_Exercise input_:
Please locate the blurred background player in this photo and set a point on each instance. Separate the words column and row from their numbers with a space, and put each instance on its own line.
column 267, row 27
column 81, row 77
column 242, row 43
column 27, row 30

_Exercise description_:
Lay out the rows above as a Markdown table with two columns, No. and Line. Number the rows in order and leave out any blank lines.

_Solution for this problem_:
| No. | Line |
|---|---|
| 1 | Please locate the blurred background player in this photo and set a point on each instance. Separate the words column and row from their numbers with a space, and put each instance on its own line. |
| 2 | column 267, row 27 |
| 3 | column 81, row 77 |
| 4 | column 242, row 43 |
| 5 | column 27, row 30 |